*Exercise brief*:
Could you turn the part of the records that opens with their first line and closes with the line containing "point(489, 319)" into a numbered list, both ends included and blank lines left out?

________

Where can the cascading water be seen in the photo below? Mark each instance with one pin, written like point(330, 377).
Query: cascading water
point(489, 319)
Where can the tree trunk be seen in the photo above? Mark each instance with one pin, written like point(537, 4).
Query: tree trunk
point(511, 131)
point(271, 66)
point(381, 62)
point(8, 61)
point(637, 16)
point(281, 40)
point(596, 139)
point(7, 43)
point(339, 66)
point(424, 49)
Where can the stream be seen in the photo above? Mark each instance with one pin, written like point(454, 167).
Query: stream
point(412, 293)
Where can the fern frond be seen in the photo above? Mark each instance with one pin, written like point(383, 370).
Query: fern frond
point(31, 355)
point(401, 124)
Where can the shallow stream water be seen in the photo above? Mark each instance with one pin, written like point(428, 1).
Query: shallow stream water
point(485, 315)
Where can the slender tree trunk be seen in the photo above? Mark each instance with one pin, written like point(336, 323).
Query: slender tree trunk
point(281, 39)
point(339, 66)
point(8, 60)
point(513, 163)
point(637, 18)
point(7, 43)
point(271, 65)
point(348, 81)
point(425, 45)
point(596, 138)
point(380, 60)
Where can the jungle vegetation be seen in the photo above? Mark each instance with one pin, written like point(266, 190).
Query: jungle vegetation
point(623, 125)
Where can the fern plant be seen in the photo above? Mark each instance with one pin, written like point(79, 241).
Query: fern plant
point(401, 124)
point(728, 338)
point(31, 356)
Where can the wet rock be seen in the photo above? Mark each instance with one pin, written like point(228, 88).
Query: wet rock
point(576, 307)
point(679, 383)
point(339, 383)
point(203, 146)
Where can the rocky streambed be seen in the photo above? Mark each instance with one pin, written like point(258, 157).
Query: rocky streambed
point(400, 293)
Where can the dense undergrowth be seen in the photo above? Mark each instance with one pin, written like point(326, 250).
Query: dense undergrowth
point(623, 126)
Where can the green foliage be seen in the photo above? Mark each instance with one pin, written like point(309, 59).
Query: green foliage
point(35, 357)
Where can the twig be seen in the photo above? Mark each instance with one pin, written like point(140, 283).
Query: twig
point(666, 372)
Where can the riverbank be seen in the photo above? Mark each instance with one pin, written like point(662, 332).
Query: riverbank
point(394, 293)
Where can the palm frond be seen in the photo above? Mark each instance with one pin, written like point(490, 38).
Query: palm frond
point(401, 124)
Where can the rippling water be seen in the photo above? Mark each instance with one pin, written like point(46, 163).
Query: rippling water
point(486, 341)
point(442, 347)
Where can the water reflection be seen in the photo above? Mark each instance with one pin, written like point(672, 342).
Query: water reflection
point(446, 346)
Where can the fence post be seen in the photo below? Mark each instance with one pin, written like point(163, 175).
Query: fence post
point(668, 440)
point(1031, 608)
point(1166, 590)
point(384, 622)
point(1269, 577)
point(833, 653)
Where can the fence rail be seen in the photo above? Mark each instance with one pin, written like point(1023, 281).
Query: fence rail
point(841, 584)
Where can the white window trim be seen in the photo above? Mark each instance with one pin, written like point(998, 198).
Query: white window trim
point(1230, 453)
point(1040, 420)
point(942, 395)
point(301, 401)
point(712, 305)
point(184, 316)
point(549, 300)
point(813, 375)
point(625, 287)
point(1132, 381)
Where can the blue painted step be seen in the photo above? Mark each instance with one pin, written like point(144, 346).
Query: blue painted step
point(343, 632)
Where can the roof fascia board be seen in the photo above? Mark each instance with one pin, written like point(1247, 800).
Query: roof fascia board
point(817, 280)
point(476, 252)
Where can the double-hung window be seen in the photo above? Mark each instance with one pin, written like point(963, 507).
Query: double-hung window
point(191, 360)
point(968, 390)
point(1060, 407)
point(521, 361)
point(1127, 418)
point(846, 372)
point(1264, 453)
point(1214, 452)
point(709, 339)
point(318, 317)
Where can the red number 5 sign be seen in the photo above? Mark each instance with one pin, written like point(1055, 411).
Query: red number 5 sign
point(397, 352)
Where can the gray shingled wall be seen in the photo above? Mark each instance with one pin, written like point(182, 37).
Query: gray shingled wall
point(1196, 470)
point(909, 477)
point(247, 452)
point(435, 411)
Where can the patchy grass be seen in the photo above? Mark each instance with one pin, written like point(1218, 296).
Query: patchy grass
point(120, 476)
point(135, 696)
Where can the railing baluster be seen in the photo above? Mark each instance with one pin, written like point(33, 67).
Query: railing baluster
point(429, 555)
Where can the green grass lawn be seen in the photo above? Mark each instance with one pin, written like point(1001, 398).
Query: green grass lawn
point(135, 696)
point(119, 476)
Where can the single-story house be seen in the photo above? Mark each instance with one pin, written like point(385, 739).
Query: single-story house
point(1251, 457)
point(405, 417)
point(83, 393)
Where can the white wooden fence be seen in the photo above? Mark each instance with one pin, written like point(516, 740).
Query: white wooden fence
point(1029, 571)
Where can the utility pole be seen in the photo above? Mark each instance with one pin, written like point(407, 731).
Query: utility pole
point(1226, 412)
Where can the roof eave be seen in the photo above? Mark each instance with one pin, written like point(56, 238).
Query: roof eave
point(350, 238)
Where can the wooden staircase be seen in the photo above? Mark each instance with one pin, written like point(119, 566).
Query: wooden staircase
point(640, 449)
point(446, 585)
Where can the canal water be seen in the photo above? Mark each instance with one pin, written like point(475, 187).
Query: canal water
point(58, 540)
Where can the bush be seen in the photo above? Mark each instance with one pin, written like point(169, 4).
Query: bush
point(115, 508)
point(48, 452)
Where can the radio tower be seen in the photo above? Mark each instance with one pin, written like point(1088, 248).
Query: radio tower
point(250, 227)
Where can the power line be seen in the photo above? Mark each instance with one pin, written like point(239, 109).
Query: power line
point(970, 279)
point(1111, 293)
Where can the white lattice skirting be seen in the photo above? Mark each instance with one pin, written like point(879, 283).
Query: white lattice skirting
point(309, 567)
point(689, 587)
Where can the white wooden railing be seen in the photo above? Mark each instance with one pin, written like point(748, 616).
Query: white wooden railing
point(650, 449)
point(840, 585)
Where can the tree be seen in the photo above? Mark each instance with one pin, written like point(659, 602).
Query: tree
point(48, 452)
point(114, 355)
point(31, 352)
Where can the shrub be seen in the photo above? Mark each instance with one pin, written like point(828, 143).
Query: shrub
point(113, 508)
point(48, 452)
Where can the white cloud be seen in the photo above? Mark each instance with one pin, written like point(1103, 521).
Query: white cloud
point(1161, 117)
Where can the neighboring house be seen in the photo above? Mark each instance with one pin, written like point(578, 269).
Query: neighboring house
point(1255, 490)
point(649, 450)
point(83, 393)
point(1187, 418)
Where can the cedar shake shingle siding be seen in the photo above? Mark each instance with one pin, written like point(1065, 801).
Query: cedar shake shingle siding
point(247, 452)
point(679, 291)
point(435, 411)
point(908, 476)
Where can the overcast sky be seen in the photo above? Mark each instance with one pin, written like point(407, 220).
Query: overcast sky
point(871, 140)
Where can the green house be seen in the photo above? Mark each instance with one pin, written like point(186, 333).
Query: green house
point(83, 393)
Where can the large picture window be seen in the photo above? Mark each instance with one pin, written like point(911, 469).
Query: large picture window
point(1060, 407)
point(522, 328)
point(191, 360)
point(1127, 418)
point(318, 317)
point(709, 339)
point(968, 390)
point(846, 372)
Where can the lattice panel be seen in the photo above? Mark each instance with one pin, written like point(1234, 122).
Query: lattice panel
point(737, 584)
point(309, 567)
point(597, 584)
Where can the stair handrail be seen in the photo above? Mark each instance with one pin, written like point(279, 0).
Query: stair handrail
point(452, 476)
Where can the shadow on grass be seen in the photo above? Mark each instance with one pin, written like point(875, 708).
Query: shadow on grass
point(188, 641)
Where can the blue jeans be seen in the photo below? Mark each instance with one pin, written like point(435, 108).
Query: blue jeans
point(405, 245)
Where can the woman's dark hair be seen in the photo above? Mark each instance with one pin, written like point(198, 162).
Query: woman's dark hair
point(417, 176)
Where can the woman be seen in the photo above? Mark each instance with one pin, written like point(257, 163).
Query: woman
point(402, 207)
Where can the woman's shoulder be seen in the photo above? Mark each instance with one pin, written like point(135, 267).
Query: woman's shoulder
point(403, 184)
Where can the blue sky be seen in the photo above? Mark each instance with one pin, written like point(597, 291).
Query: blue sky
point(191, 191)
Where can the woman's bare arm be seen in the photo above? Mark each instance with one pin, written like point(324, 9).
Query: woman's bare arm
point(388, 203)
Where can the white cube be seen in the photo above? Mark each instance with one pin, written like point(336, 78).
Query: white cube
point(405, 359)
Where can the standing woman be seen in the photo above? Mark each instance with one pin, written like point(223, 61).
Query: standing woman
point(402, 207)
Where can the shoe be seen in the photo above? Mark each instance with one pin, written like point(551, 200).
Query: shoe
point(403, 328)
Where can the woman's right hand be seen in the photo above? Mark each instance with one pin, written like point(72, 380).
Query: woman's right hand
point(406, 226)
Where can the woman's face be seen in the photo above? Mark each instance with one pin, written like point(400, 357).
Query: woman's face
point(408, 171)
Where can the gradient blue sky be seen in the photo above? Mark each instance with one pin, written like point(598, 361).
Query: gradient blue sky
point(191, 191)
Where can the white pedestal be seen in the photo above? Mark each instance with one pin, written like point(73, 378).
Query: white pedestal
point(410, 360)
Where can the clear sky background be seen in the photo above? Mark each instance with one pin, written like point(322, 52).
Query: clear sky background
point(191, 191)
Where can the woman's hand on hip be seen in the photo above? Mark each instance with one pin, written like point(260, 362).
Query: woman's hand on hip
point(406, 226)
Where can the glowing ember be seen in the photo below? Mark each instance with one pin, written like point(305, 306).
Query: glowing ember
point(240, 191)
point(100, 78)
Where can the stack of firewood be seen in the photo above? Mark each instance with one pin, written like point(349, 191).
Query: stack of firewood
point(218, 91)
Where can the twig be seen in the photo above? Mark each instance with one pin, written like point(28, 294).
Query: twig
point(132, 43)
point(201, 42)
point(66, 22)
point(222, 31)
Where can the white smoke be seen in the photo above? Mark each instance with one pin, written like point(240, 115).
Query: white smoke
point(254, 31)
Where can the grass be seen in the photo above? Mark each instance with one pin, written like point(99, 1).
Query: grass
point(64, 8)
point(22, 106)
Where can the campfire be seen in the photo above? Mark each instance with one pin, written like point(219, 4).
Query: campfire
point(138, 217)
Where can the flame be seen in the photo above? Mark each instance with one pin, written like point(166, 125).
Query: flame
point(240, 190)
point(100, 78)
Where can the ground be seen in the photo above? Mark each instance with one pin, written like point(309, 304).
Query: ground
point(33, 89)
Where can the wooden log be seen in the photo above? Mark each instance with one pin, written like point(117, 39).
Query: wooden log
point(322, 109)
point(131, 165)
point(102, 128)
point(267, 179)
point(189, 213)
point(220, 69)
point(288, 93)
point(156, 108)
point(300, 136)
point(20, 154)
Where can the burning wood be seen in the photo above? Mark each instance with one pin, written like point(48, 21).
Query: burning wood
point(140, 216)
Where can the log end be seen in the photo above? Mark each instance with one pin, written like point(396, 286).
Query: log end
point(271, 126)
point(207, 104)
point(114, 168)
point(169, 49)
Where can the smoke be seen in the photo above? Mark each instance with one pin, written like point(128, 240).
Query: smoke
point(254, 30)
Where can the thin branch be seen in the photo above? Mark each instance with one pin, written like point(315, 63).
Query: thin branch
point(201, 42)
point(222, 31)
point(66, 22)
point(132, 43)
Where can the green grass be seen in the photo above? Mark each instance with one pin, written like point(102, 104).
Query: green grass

________

*The completed task*:
1. Where can the cascading water be seen in the photo below? Mark each instance with one pin, written like point(330, 377).
2. Query: cascading water
3. point(489, 319)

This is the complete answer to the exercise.